> _WHAT THE EXERCISE ASKS_
Repeat the data verbatim.

Position identification records:
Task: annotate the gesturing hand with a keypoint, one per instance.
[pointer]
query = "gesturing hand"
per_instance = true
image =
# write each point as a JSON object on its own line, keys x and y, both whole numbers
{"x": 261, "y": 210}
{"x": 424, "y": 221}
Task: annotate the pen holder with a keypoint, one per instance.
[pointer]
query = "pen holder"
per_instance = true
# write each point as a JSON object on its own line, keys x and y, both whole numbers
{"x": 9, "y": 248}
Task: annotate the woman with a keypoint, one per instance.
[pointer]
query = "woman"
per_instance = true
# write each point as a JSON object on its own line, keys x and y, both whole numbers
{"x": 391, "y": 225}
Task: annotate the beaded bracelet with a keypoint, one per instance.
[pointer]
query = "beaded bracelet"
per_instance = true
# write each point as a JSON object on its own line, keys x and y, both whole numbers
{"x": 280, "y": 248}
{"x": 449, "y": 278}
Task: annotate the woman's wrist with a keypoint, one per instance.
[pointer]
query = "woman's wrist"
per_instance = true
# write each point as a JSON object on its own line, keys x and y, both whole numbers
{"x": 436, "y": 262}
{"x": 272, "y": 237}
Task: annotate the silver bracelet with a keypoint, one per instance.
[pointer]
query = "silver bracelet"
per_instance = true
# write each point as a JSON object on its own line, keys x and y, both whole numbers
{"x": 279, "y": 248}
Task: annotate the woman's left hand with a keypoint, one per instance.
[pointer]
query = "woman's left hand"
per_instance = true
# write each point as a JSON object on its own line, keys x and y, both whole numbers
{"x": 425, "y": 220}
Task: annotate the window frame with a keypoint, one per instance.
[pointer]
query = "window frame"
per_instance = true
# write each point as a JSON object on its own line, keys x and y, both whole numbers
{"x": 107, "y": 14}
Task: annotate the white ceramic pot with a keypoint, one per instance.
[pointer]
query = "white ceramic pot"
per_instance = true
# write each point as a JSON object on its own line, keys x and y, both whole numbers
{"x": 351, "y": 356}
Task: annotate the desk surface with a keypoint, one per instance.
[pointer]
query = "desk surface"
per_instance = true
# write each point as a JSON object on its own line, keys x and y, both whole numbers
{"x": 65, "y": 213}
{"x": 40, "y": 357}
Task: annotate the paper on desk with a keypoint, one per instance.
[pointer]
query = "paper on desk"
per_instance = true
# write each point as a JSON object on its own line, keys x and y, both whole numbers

> _COMPLETE ANSWER_
Task: annotate the gesturing hand with a keypoint, one per instance.
[pointer]
query = "gesturing hand"
per_instance = true
image =
# write each point as a JSON object on its own line, keys x and y, both whole numbers
{"x": 261, "y": 210}
{"x": 424, "y": 221}
Task: annotate the pen holder with a keypoint, one per instance.
[pointer]
query = "pen holder"
per_instance = true
# write each point as a JSON object on its own line, keys x and y, both whole numbers
{"x": 9, "y": 248}
Task: annotate the woman with a keypoint, one per instance.
[pointer]
query = "woman"
per_instance = true
# write each point as a JSON object on its own line, keys x and y, both whole numbers
{"x": 391, "y": 225}
Task: annotate the beaded bracelet with a keypoint, one per instance.
[pointer]
query = "beaded bracelet"
per_instance = true
# write each point as a JSON object on its own line, keys x and y, both whole numbers
{"x": 280, "y": 248}
{"x": 449, "y": 278}
Task: annotate the woman's wrist with a keypoint, one per instance.
[pointer]
query = "woman's wrist"
per_instance = true
# write each point as a JSON object on its own line, keys x and y, both whole numbers
{"x": 436, "y": 262}
{"x": 272, "y": 237}
Task: annotate the silver bracelet with a keypoint, one per instance.
[pointer]
query = "silver bracelet"
per_instance = true
# write each point as a JSON object on its own line, keys x and y, both whole numbers
{"x": 279, "y": 248}
Task: annotate the woman's left hand with a keypoint, one per instance.
[pointer]
query = "woman's left hand"
per_instance = true
# write each point as a JSON object on its own line, keys x and y, both whole numbers
{"x": 425, "y": 220}
Task: annotate the window frame with a keypoint, one per instance.
[pointer]
query = "window frame"
per_instance = true
# write each point as a JSON object on its own line, keys x and y, both whole numbers
{"x": 107, "y": 14}
Task: annotate the white ceramic pot with a keypoint, one per instance.
[pointer]
query = "white ceramic pot"
per_instance = true
# write each point as a JSON object on its own line, keys x and y, both whole numbers
{"x": 351, "y": 356}
Task: annotate the desk surface with a keypoint, one per instance.
[pointer]
query = "desk surface"
per_instance = true
# write each point as a JSON object on its own line, keys x and y, both whole numbers
{"x": 65, "y": 213}
{"x": 40, "y": 357}
Task: annotate the paper on desk with a keypoint, one per instance.
[pointer]
query = "paper on desk"
per_instance = true
# write each point as a JSON object on its own line, keys x and y, both whole numbers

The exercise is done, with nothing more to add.